Work to be completed
The answer must be the full data, restated word for word, with no pictures in it.

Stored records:
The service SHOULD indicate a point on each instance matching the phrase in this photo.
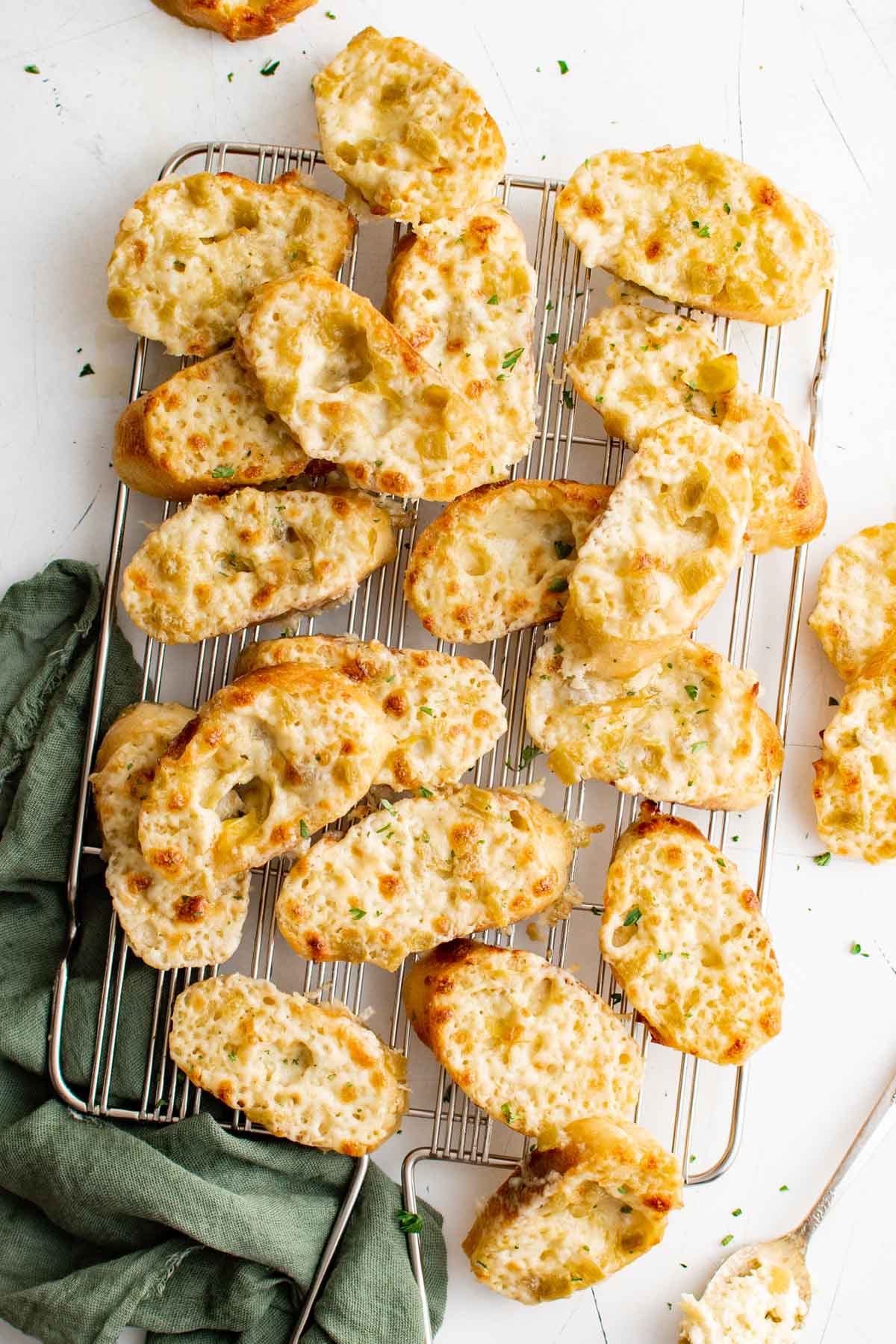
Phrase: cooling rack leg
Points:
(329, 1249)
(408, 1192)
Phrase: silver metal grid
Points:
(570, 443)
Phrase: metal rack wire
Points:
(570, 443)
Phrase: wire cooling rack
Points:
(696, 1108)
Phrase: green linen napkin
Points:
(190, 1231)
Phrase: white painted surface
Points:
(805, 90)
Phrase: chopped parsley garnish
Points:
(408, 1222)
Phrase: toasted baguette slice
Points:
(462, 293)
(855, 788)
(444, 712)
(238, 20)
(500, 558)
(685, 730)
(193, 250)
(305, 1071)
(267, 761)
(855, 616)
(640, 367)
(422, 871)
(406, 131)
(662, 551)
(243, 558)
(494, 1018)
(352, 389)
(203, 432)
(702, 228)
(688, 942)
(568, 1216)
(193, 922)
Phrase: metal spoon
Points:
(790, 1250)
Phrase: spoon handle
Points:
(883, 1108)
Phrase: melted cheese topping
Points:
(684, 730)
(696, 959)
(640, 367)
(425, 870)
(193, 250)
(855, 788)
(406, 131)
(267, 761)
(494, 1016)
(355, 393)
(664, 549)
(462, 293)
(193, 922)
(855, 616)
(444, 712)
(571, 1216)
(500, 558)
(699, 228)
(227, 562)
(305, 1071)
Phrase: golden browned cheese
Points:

Task solution
The service SHOULD indicate a point on each instance matching the phrase in this photo.
Phrase: cooling rack leg
Points:
(329, 1249)
(408, 1192)
Phrase: silver metal grid
Points:
(570, 443)
Phrase: metal rack wire
Points:
(570, 443)
Phrase: wire cooling rack
Points:
(696, 1108)
Phrase: green linen napkin
Points:
(190, 1231)
Phrase: white painted surface
Points:
(805, 90)
Phrase: chopped parsley garnish
Points:
(408, 1222)
Phrase: toasted baguette slice
Points:
(462, 293)
(855, 788)
(444, 712)
(238, 20)
(500, 558)
(685, 730)
(193, 250)
(305, 1071)
(267, 761)
(855, 616)
(640, 367)
(422, 871)
(406, 131)
(662, 551)
(243, 558)
(494, 1018)
(352, 389)
(203, 432)
(702, 228)
(688, 942)
(568, 1216)
(193, 922)
Phrase: metal spoon
Points:
(790, 1250)
Phrase: spoon handle
Points:
(883, 1108)
Phrase: melted cheese topping
Points:
(684, 730)
(696, 959)
(640, 367)
(425, 870)
(193, 250)
(855, 788)
(406, 131)
(267, 761)
(494, 1016)
(355, 393)
(664, 549)
(462, 293)
(193, 922)
(855, 616)
(444, 712)
(571, 1216)
(500, 558)
(699, 228)
(227, 562)
(305, 1071)
Phrase: golden browned cheese
Points:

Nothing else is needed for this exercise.